-------- Material provided
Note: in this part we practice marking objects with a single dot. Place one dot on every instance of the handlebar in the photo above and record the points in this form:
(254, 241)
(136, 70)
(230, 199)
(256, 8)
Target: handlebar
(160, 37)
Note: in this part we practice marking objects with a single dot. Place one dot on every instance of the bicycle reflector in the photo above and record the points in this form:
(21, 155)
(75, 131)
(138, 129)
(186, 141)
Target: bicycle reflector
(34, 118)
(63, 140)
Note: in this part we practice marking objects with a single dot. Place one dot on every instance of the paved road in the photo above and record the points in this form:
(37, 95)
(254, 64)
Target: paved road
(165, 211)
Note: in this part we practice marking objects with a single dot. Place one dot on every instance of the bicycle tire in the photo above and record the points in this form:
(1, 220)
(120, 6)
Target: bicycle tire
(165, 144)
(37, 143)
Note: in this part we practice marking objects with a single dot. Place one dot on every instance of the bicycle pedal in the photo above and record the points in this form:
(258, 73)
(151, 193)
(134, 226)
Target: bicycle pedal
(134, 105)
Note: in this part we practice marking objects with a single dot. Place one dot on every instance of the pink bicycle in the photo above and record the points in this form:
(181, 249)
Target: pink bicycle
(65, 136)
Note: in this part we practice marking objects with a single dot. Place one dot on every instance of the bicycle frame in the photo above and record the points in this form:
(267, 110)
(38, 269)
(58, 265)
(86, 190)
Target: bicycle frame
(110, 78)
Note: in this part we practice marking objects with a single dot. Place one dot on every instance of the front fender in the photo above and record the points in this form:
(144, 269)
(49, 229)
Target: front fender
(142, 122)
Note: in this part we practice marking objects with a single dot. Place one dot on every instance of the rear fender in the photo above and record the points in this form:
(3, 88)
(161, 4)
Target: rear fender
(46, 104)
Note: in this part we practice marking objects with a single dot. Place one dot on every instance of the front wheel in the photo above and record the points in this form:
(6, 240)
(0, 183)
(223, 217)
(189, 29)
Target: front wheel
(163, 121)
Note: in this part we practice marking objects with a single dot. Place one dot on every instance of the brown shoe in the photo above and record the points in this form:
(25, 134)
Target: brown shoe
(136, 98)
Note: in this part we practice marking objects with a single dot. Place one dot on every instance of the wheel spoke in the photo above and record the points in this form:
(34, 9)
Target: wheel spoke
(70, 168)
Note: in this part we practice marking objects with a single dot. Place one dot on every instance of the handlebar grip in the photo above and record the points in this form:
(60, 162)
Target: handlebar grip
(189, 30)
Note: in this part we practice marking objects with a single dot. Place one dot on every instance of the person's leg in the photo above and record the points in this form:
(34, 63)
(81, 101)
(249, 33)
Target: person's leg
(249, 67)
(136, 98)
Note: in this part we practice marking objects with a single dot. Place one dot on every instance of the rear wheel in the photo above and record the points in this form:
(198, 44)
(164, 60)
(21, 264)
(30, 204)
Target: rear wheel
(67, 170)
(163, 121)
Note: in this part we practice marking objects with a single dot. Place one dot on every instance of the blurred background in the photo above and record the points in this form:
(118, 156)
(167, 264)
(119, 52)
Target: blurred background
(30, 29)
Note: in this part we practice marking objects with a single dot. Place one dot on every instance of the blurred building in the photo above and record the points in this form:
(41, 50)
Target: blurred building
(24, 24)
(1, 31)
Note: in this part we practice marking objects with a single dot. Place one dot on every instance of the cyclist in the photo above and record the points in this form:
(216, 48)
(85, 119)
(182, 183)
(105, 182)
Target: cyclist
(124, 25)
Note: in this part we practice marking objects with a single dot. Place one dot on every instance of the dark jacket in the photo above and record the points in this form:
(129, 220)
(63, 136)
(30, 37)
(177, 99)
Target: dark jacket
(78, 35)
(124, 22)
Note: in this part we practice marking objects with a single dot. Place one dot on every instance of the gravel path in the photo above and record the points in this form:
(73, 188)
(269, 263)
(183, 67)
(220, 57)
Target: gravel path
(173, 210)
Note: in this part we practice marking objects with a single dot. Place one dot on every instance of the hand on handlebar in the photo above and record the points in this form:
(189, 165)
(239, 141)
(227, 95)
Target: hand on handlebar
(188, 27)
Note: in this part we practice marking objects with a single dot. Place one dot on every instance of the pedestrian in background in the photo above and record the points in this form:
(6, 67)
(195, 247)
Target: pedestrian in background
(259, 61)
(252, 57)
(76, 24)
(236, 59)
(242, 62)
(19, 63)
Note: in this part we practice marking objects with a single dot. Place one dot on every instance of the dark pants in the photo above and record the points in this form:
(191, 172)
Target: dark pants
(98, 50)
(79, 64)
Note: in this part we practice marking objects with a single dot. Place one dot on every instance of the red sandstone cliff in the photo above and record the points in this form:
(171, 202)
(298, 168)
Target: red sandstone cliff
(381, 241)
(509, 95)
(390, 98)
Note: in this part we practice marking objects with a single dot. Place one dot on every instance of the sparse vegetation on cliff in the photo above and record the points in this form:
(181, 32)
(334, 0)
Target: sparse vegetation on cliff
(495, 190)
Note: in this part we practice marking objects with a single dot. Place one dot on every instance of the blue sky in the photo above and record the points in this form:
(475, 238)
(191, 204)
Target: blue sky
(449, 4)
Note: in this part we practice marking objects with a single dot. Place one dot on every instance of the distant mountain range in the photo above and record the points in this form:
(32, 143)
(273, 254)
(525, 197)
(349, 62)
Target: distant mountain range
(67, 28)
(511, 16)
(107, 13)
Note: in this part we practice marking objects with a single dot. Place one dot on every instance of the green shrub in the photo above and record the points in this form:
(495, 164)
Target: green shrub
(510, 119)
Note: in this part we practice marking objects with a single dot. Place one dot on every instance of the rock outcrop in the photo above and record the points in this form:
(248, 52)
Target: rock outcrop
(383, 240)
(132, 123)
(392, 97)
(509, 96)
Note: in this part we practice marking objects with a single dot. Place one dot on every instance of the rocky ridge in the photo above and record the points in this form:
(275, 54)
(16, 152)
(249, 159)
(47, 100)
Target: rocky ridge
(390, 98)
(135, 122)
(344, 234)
----------------
Do this. Only the lines from the one containing "of the blue" to the end of the listing belong in the output, each reproduced exactly.

The solution.
Note: in this part we practice marking objects with a single dot. Place one dot on every instance of the blue sky in the photo above and record the points in this form:
(475, 238)
(191, 204)
Target: blue sky
(449, 4)
Note: in this part we practice marking objects with a single dot. Place one dot on every instance of the distant mountain range in the photo above and record the points in this form:
(32, 143)
(273, 254)
(525, 197)
(349, 62)
Target: distant mountain range
(67, 28)
(511, 16)
(107, 13)
Note: in this part we practice marking objects with a single dot. Place one dot on every instance of the green shrub in the photo above and record the points in this form:
(495, 164)
Target: green shrub
(510, 119)
Note: in this part we practice marking objects with a single dot. Place one dot on every instance of the rock outcrop in the photo above and record the points in this form:
(248, 52)
Target: rock outcrop
(383, 240)
(132, 123)
(392, 97)
(509, 96)
Note: in this part we practice marking objects with a single dot. Place one dot on every instance of the rocky ridge in the photo above and record the points in this form:
(275, 54)
(16, 152)
(249, 159)
(47, 100)
Target: rocky ridge
(390, 98)
(135, 122)
(344, 234)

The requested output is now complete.